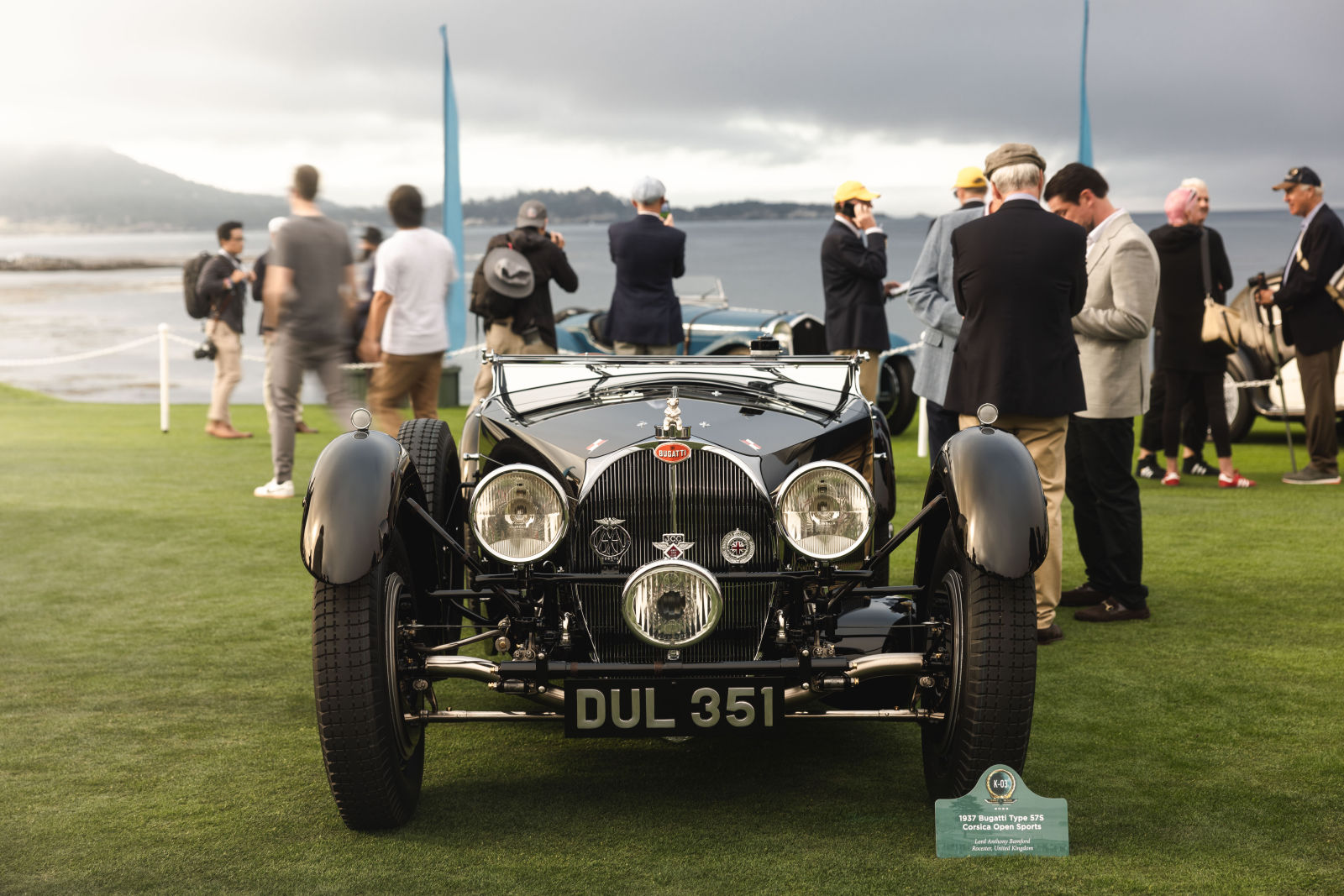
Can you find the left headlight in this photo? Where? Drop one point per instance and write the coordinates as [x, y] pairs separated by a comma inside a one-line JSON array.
[[519, 513], [826, 510]]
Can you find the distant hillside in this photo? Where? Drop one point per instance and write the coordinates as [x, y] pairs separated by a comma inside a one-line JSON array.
[[87, 188], [82, 188]]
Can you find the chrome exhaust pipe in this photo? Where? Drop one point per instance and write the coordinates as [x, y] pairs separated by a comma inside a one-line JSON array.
[[487, 671], [862, 669]]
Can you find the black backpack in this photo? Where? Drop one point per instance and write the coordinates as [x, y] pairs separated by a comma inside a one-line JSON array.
[[198, 307]]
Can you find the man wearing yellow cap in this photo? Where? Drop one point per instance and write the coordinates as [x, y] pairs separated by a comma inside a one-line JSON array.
[[853, 264], [971, 187]]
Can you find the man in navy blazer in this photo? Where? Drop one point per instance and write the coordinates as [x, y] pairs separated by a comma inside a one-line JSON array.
[[1019, 277], [1312, 322], [645, 316]]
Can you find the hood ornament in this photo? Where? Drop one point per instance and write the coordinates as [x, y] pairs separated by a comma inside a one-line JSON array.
[[672, 427]]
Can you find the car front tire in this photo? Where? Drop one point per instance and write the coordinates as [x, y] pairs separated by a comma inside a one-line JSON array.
[[988, 687], [375, 759]]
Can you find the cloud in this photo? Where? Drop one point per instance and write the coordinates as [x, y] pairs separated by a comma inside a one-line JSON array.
[[780, 97]]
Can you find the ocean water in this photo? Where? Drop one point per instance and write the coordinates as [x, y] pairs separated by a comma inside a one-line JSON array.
[[770, 265]]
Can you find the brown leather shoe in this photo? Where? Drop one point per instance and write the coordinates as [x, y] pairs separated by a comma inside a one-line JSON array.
[[1084, 595], [225, 432], [1050, 634], [1112, 610]]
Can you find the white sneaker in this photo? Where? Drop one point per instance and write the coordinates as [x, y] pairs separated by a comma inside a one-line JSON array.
[[275, 490]]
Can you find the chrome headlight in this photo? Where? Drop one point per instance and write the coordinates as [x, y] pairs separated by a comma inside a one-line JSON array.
[[826, 510], [671, 604], [519, 513]]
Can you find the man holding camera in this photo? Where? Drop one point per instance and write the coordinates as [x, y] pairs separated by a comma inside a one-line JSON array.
[[1312, 322], [853, 264], [528, 325], [223, 281]]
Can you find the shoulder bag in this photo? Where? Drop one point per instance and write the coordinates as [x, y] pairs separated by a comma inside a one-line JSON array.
[[1222, 324]]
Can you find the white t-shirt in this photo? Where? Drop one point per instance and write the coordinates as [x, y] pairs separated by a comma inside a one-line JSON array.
[[416, 268]]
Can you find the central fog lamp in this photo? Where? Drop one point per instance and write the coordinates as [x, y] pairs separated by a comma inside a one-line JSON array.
[[671, 604]]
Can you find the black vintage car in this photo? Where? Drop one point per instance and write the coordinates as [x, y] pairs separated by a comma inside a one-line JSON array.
[[667, 547]]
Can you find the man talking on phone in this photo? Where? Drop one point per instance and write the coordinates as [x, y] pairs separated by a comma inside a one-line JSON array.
[[853, 264]]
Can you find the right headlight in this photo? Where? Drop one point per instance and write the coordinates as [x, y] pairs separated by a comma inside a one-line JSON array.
[[519, 513], [826, 510]]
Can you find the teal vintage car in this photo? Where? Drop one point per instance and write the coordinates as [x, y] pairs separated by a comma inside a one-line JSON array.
[[712, 327]]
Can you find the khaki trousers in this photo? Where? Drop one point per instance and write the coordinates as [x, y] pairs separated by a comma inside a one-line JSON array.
[[1317, 374], [228, 369], [867, 371], [1045, 438], [402, 375], [501, 340], [266, 379]]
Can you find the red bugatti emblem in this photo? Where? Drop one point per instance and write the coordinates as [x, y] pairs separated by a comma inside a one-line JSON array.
[[672, 452]]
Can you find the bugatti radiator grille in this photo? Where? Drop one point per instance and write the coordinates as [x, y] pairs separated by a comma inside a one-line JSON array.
[[703, 497]]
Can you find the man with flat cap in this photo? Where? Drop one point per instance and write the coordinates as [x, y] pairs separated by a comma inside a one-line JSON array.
[[1312, 322], [853, 266], [1019, 275], [649, 253], [523, 324], [931, 300]]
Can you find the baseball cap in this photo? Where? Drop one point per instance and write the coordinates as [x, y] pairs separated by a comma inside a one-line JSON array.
[[1296, 176], [969, 177], [531, 214], [851, 190], [647, 188]]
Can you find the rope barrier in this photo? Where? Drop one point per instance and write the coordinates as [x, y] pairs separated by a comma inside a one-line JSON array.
[[81, 356]]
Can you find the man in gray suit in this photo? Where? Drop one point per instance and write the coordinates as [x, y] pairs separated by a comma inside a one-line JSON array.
[[932, 301], [1112, 333]]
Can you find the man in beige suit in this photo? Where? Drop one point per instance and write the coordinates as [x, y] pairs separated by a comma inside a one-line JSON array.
[[1112, 333]]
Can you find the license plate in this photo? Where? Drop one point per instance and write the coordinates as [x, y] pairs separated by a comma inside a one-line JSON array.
[[667, 707]]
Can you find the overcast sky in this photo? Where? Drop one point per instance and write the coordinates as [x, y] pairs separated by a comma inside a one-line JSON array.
[[770, 100]]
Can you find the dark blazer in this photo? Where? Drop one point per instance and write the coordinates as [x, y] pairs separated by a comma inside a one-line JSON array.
[[225, 302], [851, 280], [1019, 275], [644, 307], [1312, 322], [1179, 322], [549, 262]]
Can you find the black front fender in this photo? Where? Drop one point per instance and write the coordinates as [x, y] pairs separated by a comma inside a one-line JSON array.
[[358, 483], [995, 506]]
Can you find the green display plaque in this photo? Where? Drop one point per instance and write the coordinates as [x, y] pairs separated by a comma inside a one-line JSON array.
[[1001, 817]]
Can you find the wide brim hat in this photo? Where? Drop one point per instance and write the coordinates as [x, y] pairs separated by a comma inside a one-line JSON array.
[[508, 273]]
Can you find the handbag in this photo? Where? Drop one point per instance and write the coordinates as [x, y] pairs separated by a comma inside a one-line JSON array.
[[1222, 324]]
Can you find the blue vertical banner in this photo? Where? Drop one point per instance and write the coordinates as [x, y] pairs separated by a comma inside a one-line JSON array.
[[454, 207], [1084, 118]]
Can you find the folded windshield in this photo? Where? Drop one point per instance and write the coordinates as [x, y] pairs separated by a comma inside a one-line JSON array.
[[534, 385]]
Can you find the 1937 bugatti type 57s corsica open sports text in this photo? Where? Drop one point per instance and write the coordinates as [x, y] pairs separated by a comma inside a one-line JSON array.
[[667, 547]]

■ EXERCISE GOAL: Reproduce all the records above line for line, without any changes, and omit the pictures from your answer.

■ RESULT OF THE EXERCISE:
Can you find the left headlight in this photo? Where? Drop one point per instance and write the coordinates as [x, y] pairs separated by a comma inside a one-line JSON array.
[[519, 513], [826, 510]]
Can you find the distant hillside in this photo? Where? Drop one point per instance and write the coordinates as [x, y] pairs separated by a comma inside a one-line JSON array.
[[87, 188], [82, 188]]
Can you find the chrome exhaust pipe in this photo? Where? Drop one point per instance and write the coordinates as [x, y] pairs separated by a comma inside a one-line JSON array.
[[487, 671], [862, 669]]
Can you find the black backpack in this photo? Where? Drop one point per instance and write the coordinates as [x, y] pairs separated by a comma inside a one-line JSON array.
[[198, 307]]
Can you find the man wearing yellow cap in this photo? Where? Drop one point per instance and write the coordinates as [x, y] pairs separated by a comma inside a one-line JSON array.
[[853, 264], [971, 187]]
Can you find the man in navy blazer in this photo? Where? Drop one point per instance and write the coordinates as [x, y] pairs separated by a comma inside a one-line JSON array.
[[1019, 277], [1312, 322], [645, 316]]
Can you find the hood ornament in this photo? Where? Drop one point per instance and write the coordinates as [x, y] pairs separated by a comma inside a one-line JSON array.
[[672, 427]]
Can you find the car front tire in this photo? Where? Drop one point per instance and write the coordinates as [x, y] pairs separated by a comma inside a one-line JSON array.
[[988, 687], [375, 759]]
Can you find the cloud in this photo? Where? Drop one point per instance and write the coordinates as [x, y] pairs separated by a comma inside a one-line JSON array.
[[780, 97]]
Can you find the ocean water in this photo? Where? Drop one point per instance and write the coordinates as [x, y] pairs separated by a comma inside a one-line JSON array.
[[770, 265]]
Can you find the brown leather shoe in this photo? Where? Drop one point per instance and write the coordinates as [x, y] pairs separated by a comma inside a one-line JSON array.
[[1084, 595], [225, 432], [1050, 634], [1112, 610]]
Can you find the white sneaker in this photo? Where? Drop one point per instance and write the coordinates as [x, y] pairs separated by a comma inside a one-line JSON array.
[[275, 490]]
Can you find the chrome headlight in this photo? Where? Drop one point per instance and write the coordinates as [x, y] pairs separated by a comma inside a one-line JSON array.
[[826, 510], [671, 604], [519, 513]]
Can you find the man holding camera in this photo? Where? Drop one point per instance and write the coordinates as [x, y] pairs separated by a comma inside a one-line JSON array.
[[1312, 322], [853, 264], [528, 325], [223, 281]]
Can you find the shoulder bag in this photo? Where? Drop one point per instance and write the coordinates as [x, y] pairs separated by a comma inside a one-line JSON array.
[[1222, 324]]
Can you find the white t-shirt in this photo? Where? Drop one point per instance and write the coordinates as [x, y] pairs separated by a comma inside a one-line JSON array.
[[416, 268]]
Can you find the central fog lamp in this photo? Where? Drop one point per instance and write the coordinates as [x, y] pairs separated by a comma inside a one-line JSON array.
[[671, 604]]
Can you find the black vintage car in this photo? Where? Drop one point per instance and write the coordinates as [x, y] pairs separated by a comma inside a one-line JSON array.
[[667, 547]]
Can you find the man talking on phone in this photo? Where? Drop one point per instance and write the coordinates as [x, y] pairs separated by a comma inside a one-line JSON array.
[[853, 264]]
Can you find the right headlight in this photo? Where? Drop one point per instance and write the coordinates as [x, y] pairs separated by a comma inside a one-line JSON array.
[[519, 513], [826, 510]]
Can you find the teal vintage car in this photo? Where? Drop one point per instance and write the coordinates as [x, y] pairs separated by a comma inside a one-line JSON array.
[[712, 327]]
Can you find the khaki trousers in this photo? Where? Drop one point per instance and write the coordinates as [x, y] pairs separated by a comma inside a one-line JSON array.
[[1317, 374], [228, 369], [867, 371], [1045, 438], [402, 375], [501, 340], [266, 379]]
Can you find the red bugatti emblem in this photo? Where? Drop one point per instance and write the coordinates as [x, y] pairs separated by a comma inside a one-line JSON array.
[[672, 452]]
Can you find the bugatti radiator grille in this photo? Where? Drop one point per instance and write the coordinates as [x, y] pairs separated by a comma inside a one-line JSON array.
[[703, 497]]
Can you find the man with flat cap in this photo? Where? Drop one point per instance and write the coordinates as [x, y] pairs separated by a comma inside a one-line JSON array.
[[1312, 322], [853, 266], [1019, 275], [649, 253], [523, 324], [931, 300]]
Can you find the baseball cap in this photo? Where? Drop one point per instance and write the coordinates as [x, y] pairs separated by a comma inside a one-line JSON array.
[[1296, 176], [969, 177], [531, 214], [851, 190], [647, 188]]
Can you find the rope barrier in this photo? Where? Drop one point per instance and write the coordinates as [x, y] pairs separated by a comma inside a one-line JSON array.
[[81, 356]]
Can you find the man in gray suit in this photo? Where? Drop one point per instance and write the coordinates as [x, y] pairs separated by a comma inside a one-line JSON array.
[[932, 301], [1112, 333]]
Can you find the man in beige suit in this photo? Where? Drop one point per instance and write the coordinates as [x, y] pairs separated by a comma inside a one-line JSON array.
[[1112, 333]]
Can you find the license plate in this photo? Where? Drop one point per instance and write the coordinates as [x, y] pairs separated by a comma inside a one-line JSON array.
[[667, 707]]
Can you find the overcast sky in this photo? Where? Drop one point per instance and write the coordinates as [x, y] pairs separated by a comma inside a one-line JSON array.
[[770, 100]]
Can you find the dark blazer in this photo? Where? Drop one point per instance and write the coordinates as [x, y] pairs separated by a comma inside a one-line JSON array.
[[225, 302], [851, 280], [1019, 275], [644, 307], [1312, 322], [1179, 322], [549, 262]]
Can you find the black front fender in this photo? Where? Drop one point per instance and write the coordinates as [x, y] pairs separated by a comma inside a one-line JSON array.
[[358, 483], [995, 506]]
Can you find the green display plaque in this photo? Where? Drop one point per instance and write the coordinates as [x, y] pairs separated by a comma inside a one-line JSON array.
[[1001, 817]]
Can you find the wide brim hat in this photo? Where? Drop one point per instance and write the coordinates as [x, y] pairs separated by a comma inside a one-line JSON array.
[[508, 273]]
Can you find the handbag in this photo? Where? Drop one point per instance and write the coordinates as [x, y] pairs separated by a comma inside a one-line JSON array.
[[1222, 324]]
Can you find the blue vertical banner in this photo? Where? Drop one point per instance and write the coordinates as [x, y] pairs separated by a comma inside a one-line JSON array.
[[454, 207], [1084, 118]]
Can you find the folded windshield in this photo? Where? Drop one point per instance and write the coordinates as [x, y] pairs separated by a comma inside a one-line JSON array.
[[534, 385]]
Can you find the 1937 bugatti type 57s corsica open sports text in this photo? Where? Drop one point per instance and write the coordinates as [x, y] pairs separated by a comma inside a one-line JSON array.
[[667, 547]]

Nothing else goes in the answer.